## Problem to solve
Pull out every line of the data that contains the word "porch" and list those lines.

## Data entries
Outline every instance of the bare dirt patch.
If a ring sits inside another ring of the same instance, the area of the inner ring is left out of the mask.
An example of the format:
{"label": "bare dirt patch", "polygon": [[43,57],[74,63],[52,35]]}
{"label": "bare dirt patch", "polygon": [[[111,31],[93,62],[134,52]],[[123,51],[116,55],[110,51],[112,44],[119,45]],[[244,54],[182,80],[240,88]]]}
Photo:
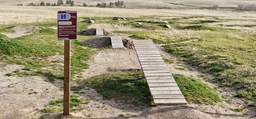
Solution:
{"label": "bare dirt patch", "polygon": [[89,28],[102,28],[110,31],[115,30],[146,30],[148,28],[134,28],[131,25],[124,25],[122,24],[93,24],[89,26]]}
{"label": "bare dirt patch", "polygon": [[19,26],[12,27],[8,30],[10,33],[3,33],[9,38],[16,38],[21,36],[39,33],[41,28],[38,26]]}
{"label": "bare dirt patch", "polygon": [[109,37],[95,37],[81,42],[87,45],[91,45],[98,48],[108,47],[111,45],[111,40]]}

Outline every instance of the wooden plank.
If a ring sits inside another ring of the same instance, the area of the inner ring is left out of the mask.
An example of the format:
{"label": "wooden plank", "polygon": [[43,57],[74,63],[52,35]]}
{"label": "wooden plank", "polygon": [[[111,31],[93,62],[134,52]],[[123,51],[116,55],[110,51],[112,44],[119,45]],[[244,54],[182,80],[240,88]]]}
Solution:
{"label": "wooden plank", "polygon": [[182,93],[179,91],[151,91],[151,94],[182,94]]}
{"label": "wooden plank", "polygon": [[180,91],[179,87],[150,87],[151,91]]}
{"label": "wooden plank", "polygon": [[161,55],[138,55],[138,57],[161,57]]}
{"label": "wooden plank", "polygon": [[132,40],[133,41],[152,41],[151,39]]}
{"label": "wooden plank", "polygon": [[159,53],[158,53],[158,50],[138,50],[136,51],[137,53],[157,53],[158,54]]}
{"label": "wooden plank", "polygon": [[140,59],[140,63],[144,62],[162,62],[163,64],[165,64],[163,59]]}
{"label": "wooden plank", "polygon": [[157,49],[156,48],[143,48],[143,49],[140,49],[140,48],[136,48],[136,50],[157,50]]}
{"label": "wooden plank", "polygon": [[186,101],[185,99],[156,99],[154,100],[154,105],[186,105]]}
{"label": "wooden plank", "polygon": [[142,45],[142,44],[145,44],[145,45],[154,45],[153,43],[133,43],[134,45]]}
{"label": "wooden plank", "polygon": [[148,83],[176,83],[174,80],[171,79],[147,80],[147,82]]}
{"label": "wooden plank", "polygon": [[143,71],[144,73],[170,73],[169,70],[154,70]]}
{"label": "wooden plank", "polygon": [[157,49],[155,46],[145,46],[145,47],[138,47],[135,46],[134,47],[137,49]]}
{"label": "wooden plank", "polygon": [[152,47],[155,46],[154,44],[137,44],[134,45],[134,47]]}
{"label": "wooden plank", "polygon": [[138,57],[139,59],[163,59],[162,57]]}
{"label": "wooden plank", "polygon": [[154,43],[154,42],[152,41],[133,41],[132,42],[133,43]]}
{"label": "wooden plank", "polygon": [[154,99],[184,99],[185,97],[182,94],[166,94],[166,95],[152,95]]}
{"label": "wooden plank", "polygon": [[172,76],[171,73],[144,73],[145,77],[148,76]]}
{"label": "wooden plank", "polygon": [[[163,61],[160,62],[141,62],[140,64],[164,64],[165,63]],[[151,71],[151,70],[148,70]],[[168,71],[169,70],[168,70]],[[169,72],[170,71],[169,71]]]}
{"label": "wooden plank", "polygon": [[142,67],[143,71],[145,70],[166,70],[169,69],[167,67]]}
{"label": "wooden plank", "polygon": [[177,84],[175,83],[149,83],[148,84],[148,86],[149,87],[178,86],[178,85],[177,85]]}
{"label": "wooden plank", "polygon": [[158,52],[154,53],[138,53],[137,52],[137,55],[159,55]]}
{"label": "wooden plank", "polygon": [[146,77],[146,79],[147,80],[156,80],[156,79],[173,79],[173,77],[172,76],[148,76]]}
{"label": "wooden plank", "polygon": [[151,65],[141,65],[142,67],[166,67],[166,64],[151,64]]}
{"label": "wooden plank", "polygon": [[70,40],[64,42],[64,115],[70,115]]}

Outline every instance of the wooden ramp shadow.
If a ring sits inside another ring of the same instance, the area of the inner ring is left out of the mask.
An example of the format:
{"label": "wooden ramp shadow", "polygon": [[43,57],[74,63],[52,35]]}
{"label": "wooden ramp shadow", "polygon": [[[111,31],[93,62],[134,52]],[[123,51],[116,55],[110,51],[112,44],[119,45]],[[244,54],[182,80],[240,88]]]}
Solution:
{"label": "wooden ramp shadow", "polygon": [[110,39],[113,48],[125,47],[121,36],[112,36]]}
{"label": "wooden ramp shadow", "polygon": [[133,40],[154,105],[187,102],[151,40]]}
{"label": "wooden ramp shadow", "polygon": [[96,28],[96,35],[104,36],[103,29],[102,28]]}

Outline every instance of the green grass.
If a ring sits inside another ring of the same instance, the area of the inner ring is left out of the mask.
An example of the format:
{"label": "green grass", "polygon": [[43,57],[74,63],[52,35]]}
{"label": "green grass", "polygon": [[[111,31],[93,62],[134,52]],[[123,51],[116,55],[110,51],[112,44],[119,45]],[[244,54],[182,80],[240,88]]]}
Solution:
{"label": "green grass", "polygon": [[212,89],[202,82],[181,75],[173,76],[187,101],[210,105],[222,102]]}
{"label": "green grass", "polygon": [[[79,98],[79,96],[75,95],[70,95],[70,108],[77,107],[84,103],[84,101]],[[59,99],[55,101],[51,101],[49,104],[53,106],[61,106],[63,105],[63,99]]]}
{"label": "green grass", "polygon": [[106,99],[134,105],[151,104],[152,97],[142,72],[112,73],[81,81],[91,86]]}
{"label": "green grass", "polygon": [[256,99],[254,35],[231,30],[197,32],[198,41],[166,45],[165,51],[211,73],[220,86],[241,91],[238,97]]}
{"label": "green grass", "polygon": [[231,109],[231,110],[234,111],[236,111],[236,112],[240,112],[241,111],[243,111],[244,110],[244,109],[242,109],[242,108],[233,108]]}
{"label": "green grass", "polygon": [[45,113],[52,113],[58,112],[57,110],[55,108],[45,108],[41,110],[41,112]]}
{"label": "green grass", "polygon": [[[88,24],[79,22],[78,30],[84,30]],[[25,26],[35,25],[41,27],[56,26],[56,22],[36,23],[33,24],[20,25]],[[6,32],[9,26],[0,26],[0,31]],[[61,61],[52,61],[48,59],[56,54],[64,55],[64,42],[56,39],[56,30],[41,27],[39,33],[10,39],[0,34],[0,61],[24,66],[19,72],[9,73],[9,76],[20,76],[44,75],[48,80],[54,82],[56,79],[63,79],[64,67],[59,63]],[[87,47],[78,41],[90,38],[90,36],[78,36],[78,40],[71,41],[71,78],[88,68],[85,63],[95,52],[93,48]]]}

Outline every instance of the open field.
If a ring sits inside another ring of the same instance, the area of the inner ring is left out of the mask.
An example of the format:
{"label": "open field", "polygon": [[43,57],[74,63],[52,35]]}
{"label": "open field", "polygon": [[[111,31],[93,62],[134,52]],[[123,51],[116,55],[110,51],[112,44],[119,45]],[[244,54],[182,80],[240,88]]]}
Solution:
{"label": "open field", "polygon": [[[87,3],[87,5],[96,5],[97,3],[106,3],[108,5],[110,2],[114,2],[117,0],[74,0],[75,6],[80,5],[82,6],[83,3]],[[188,6],[193,6],[198,7],[209,7],[213,5],[218,5],[220,7],[237,7],[238,4],[255,4],[255,1],[253,0],[206,0],[202,1],[200,0],[123,0],[125,3],[125,6],[128,8],[185,8],[189,9],[191,8],[195,8],[197,7]],[[37,5],[38,3],[40,3],[42,0],[0,0],[0,4],[3,5],[16,5],[18,3],[23,3],[23,5],[26,5],[31,3]],[[52,1],[49,0],[44,0],[45,3],[50,3],[51,4],[54,3],[57,3],[57,0]],[[65,2],[64,1],[65,3]],[[166,3],[173,3],[178,4],[181,5],[177,5],[171,4]]]}
{"label": "open field", "polygon": [[[56,40],[55,30],[57,11],[63,9],[77,10],[79,16],[78,39],[71,42],[72,115],[67,117],[61,115],[64,42]],[[87,23],[88,17],[96,23]],[[166,21],[172,28],[136,20]],[[256,117],[254,12],[1,6],[0,23],[1,119]],[[188,105],[151,105],[132,47],[84,43],[99,41],[84,35],[98,27],[106,37],[152,39]]]}
{"label": "open field", "polygon": [[[165,19],[189,16],[209,16],[223,19],[255,20],[253,12],[232,12],[225,10],[166,10],[104,8],[70,7],[37,7],[1,6],[0,25],[19,24],[48,22],[56,17],[60,10],[76,10],[79,17],[137,17],[156,16],[166,17]],[[156,17],[154,19],[161,19]],[[204,19],[203,18],[203,19]]]}

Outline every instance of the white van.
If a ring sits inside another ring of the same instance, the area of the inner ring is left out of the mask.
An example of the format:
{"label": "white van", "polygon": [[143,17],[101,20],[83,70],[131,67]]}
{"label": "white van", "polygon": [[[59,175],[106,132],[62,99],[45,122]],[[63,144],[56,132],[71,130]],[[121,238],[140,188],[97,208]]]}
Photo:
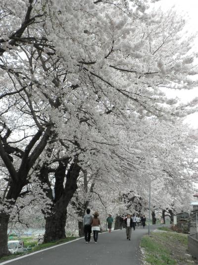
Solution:
{"label": "white van", "polygon": [[21,240],[11,240],[7,242],[7,247],[9,251],[12,254],[23,252],[24,246]]}

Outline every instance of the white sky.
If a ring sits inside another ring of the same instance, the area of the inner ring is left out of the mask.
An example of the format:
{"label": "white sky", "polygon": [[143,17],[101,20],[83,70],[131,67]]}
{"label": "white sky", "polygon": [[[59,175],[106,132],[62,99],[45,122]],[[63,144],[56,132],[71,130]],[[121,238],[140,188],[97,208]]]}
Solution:
{"label": "white sky", "polygon": [[[187,28],[191,33],[198,32],[198,0],[160,0],[154,4],[156,8],[161,7],[165,11],[174,6],[177,12],[186,17]],[[198,35],[195,47],[195,51],[198,52]],[[177,96],[184,102],[187,102],[194,97],[198,97],[198,88],[187,91],[172,90],[172,97]],[[187,118],[194,128],[198,128],[198,113],[190,115]]]}

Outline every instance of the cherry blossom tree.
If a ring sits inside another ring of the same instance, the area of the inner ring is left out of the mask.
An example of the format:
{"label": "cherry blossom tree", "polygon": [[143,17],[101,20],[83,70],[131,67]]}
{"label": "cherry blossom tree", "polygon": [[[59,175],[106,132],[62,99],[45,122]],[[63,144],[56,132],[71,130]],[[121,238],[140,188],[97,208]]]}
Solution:
{"label": "cherry blossom tree", "polygon": [[[131,177],[130,190],[141,194],[139,183],[151,177],[165,186],[190,180],[182,163],[188,147],[173,129],[197,101],[180,104],[162,89],[197,85],[190,77],[198,73],[194,37],[184,40],[185,21],[174,11],[148,12],[150,2],[1,1],[0,156],[8,180],[0,256],[7,254],[11,212],[33,173],[54,203],[46,241],[64,236],[81,171],[99,169],[101,179],[119,176],[125,184]],[[59,180],[54,198],[50,173]]]}

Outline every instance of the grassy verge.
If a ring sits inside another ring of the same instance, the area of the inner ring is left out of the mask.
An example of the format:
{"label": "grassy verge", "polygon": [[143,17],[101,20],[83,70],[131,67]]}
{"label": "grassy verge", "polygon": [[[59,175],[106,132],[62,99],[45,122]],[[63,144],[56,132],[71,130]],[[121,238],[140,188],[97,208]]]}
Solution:
{"label": "grassy verge", "polygon": [[152,232],[144,236],[141,246],[144,252],[144,262],[155,265],[188,265],[194,263],[185,256],[187,235],[169,232],[167,227],[160,230],[168,232]]}
{"label": "grassy verge", "polygon": [[158,227],[157,229],[158,230],[162,230],[162,231],[166,231],[166,232],[173,232],[172,229],[169,228],[169,227],[166,227],[165,226],[162,226],[161,227]]}
{"label": "grassy verge", "polygon": [[[76,239],[76,237],[67,237],[67,238],[65,238],[64,239],[60,239],[59,240],[52,241],[51,242],[50,242],[49,243],[41,244],[38,246],[36,246],[36,244],[37,244],[37,242],[35,242],[35,241],[31,241],[31,238],[26,238],[24,241],[25,243],[25,247],[27,247],[28,246],[31,246],[33,247],[32,250],[29,251],[25,251],[20,254],[11,254],[10,255],[7,256],[3,256],[0,259],[0,263],[3,262],[5,261],[8,261],[9,260],[11,260],[12,259],[15,259],[16,258],[25,255],[26,254],[32,253],[33,252],[35,252],[35,251],[38,251],[39,250],[41,250],[42,249],[50,248],[50,247],[53,247],[53,246],[55,246],[56,245],[64,243],[69,241],[72,241],[72,240]],[[21,239],[23,240],[23,238]]]}

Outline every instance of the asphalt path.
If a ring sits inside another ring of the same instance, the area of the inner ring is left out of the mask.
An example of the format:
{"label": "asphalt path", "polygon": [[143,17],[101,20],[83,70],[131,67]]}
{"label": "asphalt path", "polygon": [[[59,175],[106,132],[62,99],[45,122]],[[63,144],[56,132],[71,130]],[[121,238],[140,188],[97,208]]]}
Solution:
{"label": "asphalt path", "polygon": [[[151,225],[152,231],[158,226]],[[131,241],[126,239],[125,229],[99,233],[98,244],[86,244],[81,238],[68,243],[23,256],[1,265],[141,265],[140,241],[148,234],[148,227],[132,231]]]}

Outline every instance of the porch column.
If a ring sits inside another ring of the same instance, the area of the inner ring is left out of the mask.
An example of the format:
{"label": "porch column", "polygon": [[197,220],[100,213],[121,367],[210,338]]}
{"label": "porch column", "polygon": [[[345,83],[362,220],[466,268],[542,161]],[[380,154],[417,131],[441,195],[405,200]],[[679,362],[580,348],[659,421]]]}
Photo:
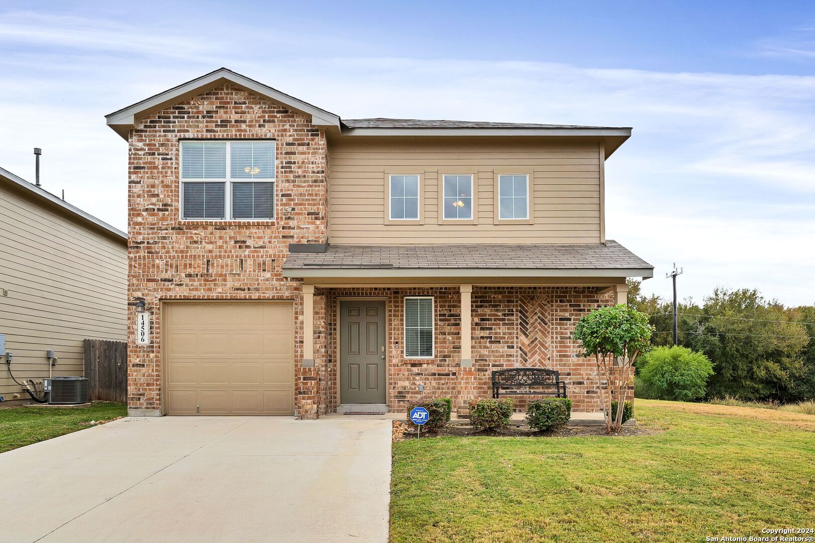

## Written answer
Outline every instance of the porch column.
{"label": "porch column", "polygon": [[197,220],[100,213],[121,367],[210,338]]}
{"label": "porch column", "polygon": [[[345,83],[362,220],[466,268],[542,161]],[[380,154],[417,131],[441,195],[405,200]],[[679,362],[580,348],[659,421]]]}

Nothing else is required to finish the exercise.